▶ **やること**
**a.** ロック紹介の記事で、キング・クリムゾンとジェントル・ジャイアントのファンだった2人が結成したバンドの2015年作は、何枚目のアルバムですか。
**b.** ロック紹介の記事から、「2016年1月28日 | カテゴリー:世界のロック探求ナビ」で始まり「と言えちゃう愛すべき名作っ!」まで続く部分を、一字も変えずに書き写してください。

▶ **ページ抜粋**
========

2016年1月28日 | カテゴリー:世界のロック探求ナビ
ギターがサイケデリックにうなり、メロトロンが荘厳に溢れだすオープニングからグワンと持ってかれます。
言わずと知れた90年代のプログレシーンの幕を開けた北欧プログレの雄による渾身の2015年作!
フラワー・キングスのリード・ヴォーカルの別働バンドなんですが、クイーンや10cc風なポップ風味たっぷりで、シンフォニック&ハードなパワー・ポップと言えちゃう愛すべき名作っ!
キング・クリムゾンとジェントル・ジャイアントのファンだった2人が00年に結成したスウェーデン新鋭。2015年の8thアルバム。
クリムゾン『レッド』からの影響をベースに、物悲しい北欧的リリシズムとともに、スウェーデンならではのポップ・センスも注入した快作!
この2曲目、クイーンの「ドント・ストップ・ミー・ナウ」へのオマージュに溢れたハード・ポップの名曲だなぁ。
アンサンブルからみなぎる躍動感、溢れるメロディ。あぁ、ワクワク!

========

▶ **項目**
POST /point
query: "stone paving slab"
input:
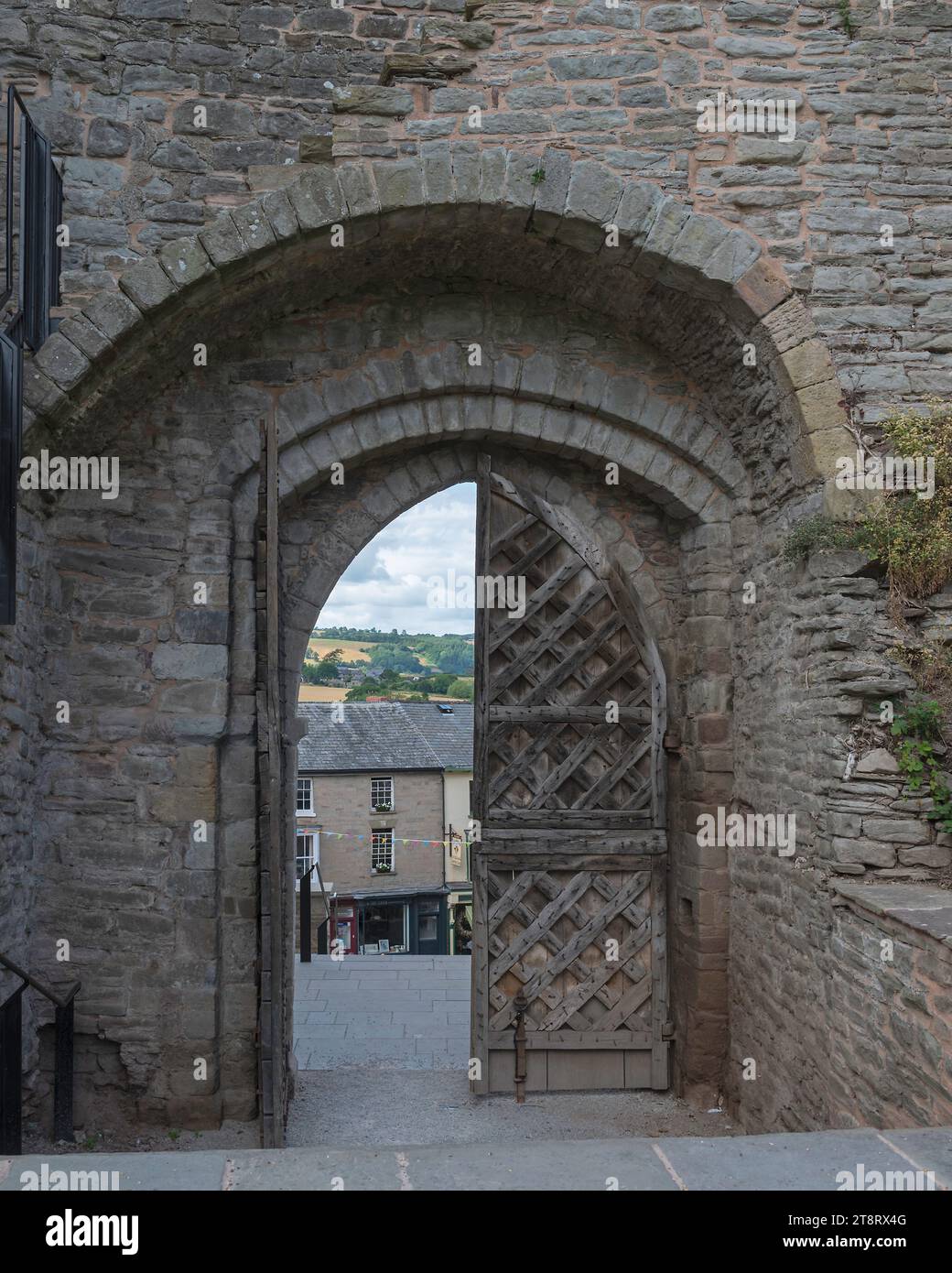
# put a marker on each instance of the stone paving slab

========

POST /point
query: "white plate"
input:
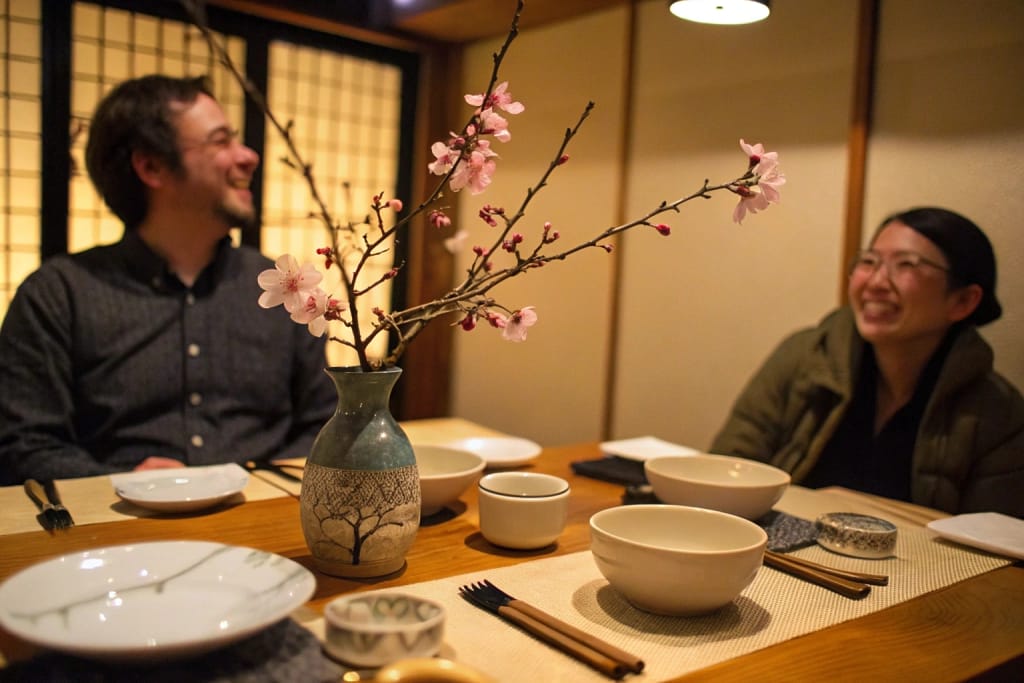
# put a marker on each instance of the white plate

========

▶ **演習の結果**
**a.** 8枚目（8th）のアルバムです。

**b.**
2016年1月28日 | カテゴリー:世界のロック探求ナビ
ギターがサイケデリックにうなり、メロトロンが荘厳に溢れだすオープニングからグワンと持ってかれます。
言わずと知れた90年代のプログレシーンの幕を開けた北欧プログレの雄による渾身の2015年作!
フラワー・キングスのリード・ヴォーカルの別働バンドなんですが、クイーンや10cc風なポップ風味たっぷりで、シンフォニック&ハードなパワー・ポップと言えちゃう愛すべき名作っ!